§ Passage provided
=== Section Start ===
How the TCD process delivers hydrogen and solid carbon

Think of it like this: methane from the ship’s LNG tanks enters a sealed reactor warmed to 800–1000 °C. Inside, a proprietary catalyst gets to work, cleaving CH₄ into two handy products:

 

  • Hydrogen gas – piped straight to fuel cells or dual-fuel engines, offering high power density and nary a whiff of CO₂ on exhaust.
  • Solid carbon – captured in onboard bins at room temperature, then offloaded at port and sold off as graphite or specialty carbon materials.

No oxygen means no CO₂ slip, and the whole setup needs about 87% less energy than electrolyzers. It’s efficiency and maritime decarbonization rolled into one slick package.

Best part? The TCD module is built to integrate with existing LNG fuel systems—think Wärtsilä’s LNGPac. That means minimal design tweaks, shorter dock times and an easier retrofit path for both old hulls and new builds. Capital outlay stays in check, letting shipowners hit the water faster.
=== Section End ===
§ Record set
=== Section Start ===
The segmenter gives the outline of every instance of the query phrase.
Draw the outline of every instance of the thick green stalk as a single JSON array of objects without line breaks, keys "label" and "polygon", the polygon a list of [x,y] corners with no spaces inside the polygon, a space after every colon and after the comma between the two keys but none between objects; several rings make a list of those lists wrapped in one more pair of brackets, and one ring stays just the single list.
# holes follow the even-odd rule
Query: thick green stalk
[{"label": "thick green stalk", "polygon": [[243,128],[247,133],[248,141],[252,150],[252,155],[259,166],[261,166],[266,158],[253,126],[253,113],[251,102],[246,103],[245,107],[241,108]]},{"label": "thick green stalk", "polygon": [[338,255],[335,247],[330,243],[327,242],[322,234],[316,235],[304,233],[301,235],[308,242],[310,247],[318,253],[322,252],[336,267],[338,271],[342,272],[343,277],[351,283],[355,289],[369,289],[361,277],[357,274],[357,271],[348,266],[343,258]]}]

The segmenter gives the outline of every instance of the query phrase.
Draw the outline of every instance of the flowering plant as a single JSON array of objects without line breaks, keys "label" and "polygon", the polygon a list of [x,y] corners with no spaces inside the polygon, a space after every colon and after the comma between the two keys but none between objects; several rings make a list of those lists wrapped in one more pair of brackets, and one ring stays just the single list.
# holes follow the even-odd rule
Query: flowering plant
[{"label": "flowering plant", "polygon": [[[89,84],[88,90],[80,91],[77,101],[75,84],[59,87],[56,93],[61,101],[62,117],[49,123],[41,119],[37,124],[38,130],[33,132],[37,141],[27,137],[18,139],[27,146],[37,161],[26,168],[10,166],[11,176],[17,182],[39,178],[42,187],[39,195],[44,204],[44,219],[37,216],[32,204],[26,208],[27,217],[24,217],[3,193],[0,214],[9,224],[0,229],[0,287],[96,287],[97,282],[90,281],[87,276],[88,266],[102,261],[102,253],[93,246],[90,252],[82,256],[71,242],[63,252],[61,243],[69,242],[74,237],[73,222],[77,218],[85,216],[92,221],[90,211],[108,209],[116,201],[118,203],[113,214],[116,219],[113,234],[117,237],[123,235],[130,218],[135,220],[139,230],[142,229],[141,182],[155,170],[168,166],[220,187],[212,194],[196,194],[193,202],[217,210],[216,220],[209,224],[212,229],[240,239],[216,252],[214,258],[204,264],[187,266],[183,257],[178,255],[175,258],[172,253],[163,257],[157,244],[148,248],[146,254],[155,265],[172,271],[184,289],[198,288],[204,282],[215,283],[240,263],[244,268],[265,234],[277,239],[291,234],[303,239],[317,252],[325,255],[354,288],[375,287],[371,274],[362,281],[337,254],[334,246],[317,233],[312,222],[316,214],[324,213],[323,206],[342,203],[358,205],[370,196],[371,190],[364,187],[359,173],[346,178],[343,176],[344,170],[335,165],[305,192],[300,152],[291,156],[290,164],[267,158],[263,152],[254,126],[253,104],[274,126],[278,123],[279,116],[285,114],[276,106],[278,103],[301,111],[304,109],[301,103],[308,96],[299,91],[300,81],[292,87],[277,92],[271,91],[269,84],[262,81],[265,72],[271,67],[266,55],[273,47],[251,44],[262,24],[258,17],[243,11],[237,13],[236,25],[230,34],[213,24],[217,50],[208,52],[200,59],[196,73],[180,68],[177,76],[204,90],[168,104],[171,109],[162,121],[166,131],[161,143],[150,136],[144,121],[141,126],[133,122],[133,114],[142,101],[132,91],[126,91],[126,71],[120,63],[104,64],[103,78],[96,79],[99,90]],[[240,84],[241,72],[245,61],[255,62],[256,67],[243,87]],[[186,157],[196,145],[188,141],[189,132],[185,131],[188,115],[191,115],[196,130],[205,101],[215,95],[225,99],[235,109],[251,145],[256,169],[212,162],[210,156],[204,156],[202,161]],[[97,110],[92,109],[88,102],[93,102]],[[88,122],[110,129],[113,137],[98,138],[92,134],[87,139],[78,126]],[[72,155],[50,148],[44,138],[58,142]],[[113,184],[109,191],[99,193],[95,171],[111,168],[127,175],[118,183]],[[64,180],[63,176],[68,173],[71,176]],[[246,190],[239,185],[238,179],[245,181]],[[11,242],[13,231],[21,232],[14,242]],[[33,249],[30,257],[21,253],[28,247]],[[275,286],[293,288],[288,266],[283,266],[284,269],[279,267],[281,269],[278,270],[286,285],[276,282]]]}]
=== Section End ===
§ Study questions
1. Answer these questions from the passage on the TCD process:
(a) To what temperature range is the reactor warmed?
(b) Where is the solid carbon captured on board?
(c) How much less energy does the setup need than electrolyzers?
2. Carry on the passage on the TCD process from its last sentence.
The items have nothing to do with the text.

§ Task results
1.
(a) 800–1000 °C
(b) In onboard bins at room temperature
(c) About 87% less

2.
 

Safety and certification on the high seas

Playing with hydrogen at sea demands bulletproof safety. Hycamite’s setup features double-walled reactors, automated pressure relief valves and nonstop process monitoring. The reactor’s oxygen-free zone keeps flammables at bay, and DNV’s exhaustive risk assessment gave it a seal of approval. With this DNV Approval in the logbook, Hycamite is gearing up for type approval and full-class certification—opening the door to commercial rollouts worldwide.

 

Who’s steering the ship?

Hycamite TCD Technologies sprang from Finland’s top research institutes, amassing a suite of patents around methane splitting. Their Kokkola CSF proves continuous, reliable hydrogen and carbon output at scale. On the flip side, DNV—the venerable Norwegian classification society—brings a century of maritime safety expertise, assessing risk, ensuring compliance and fast-tracking innovative tech through its AIP process.

 

Why operators should be excited

Shipowners and operators stand to gain big time:

 

  • Immediate emissions cutsonboard hydrogen production emits zero CO₂ at point of use, helping you hit IMO and EU targets.
  • Competitive costs – producing H₂ on deck for roughly $2–3/kg using stranded LNG feedstock undercuts delivered liquid hydrogen prices.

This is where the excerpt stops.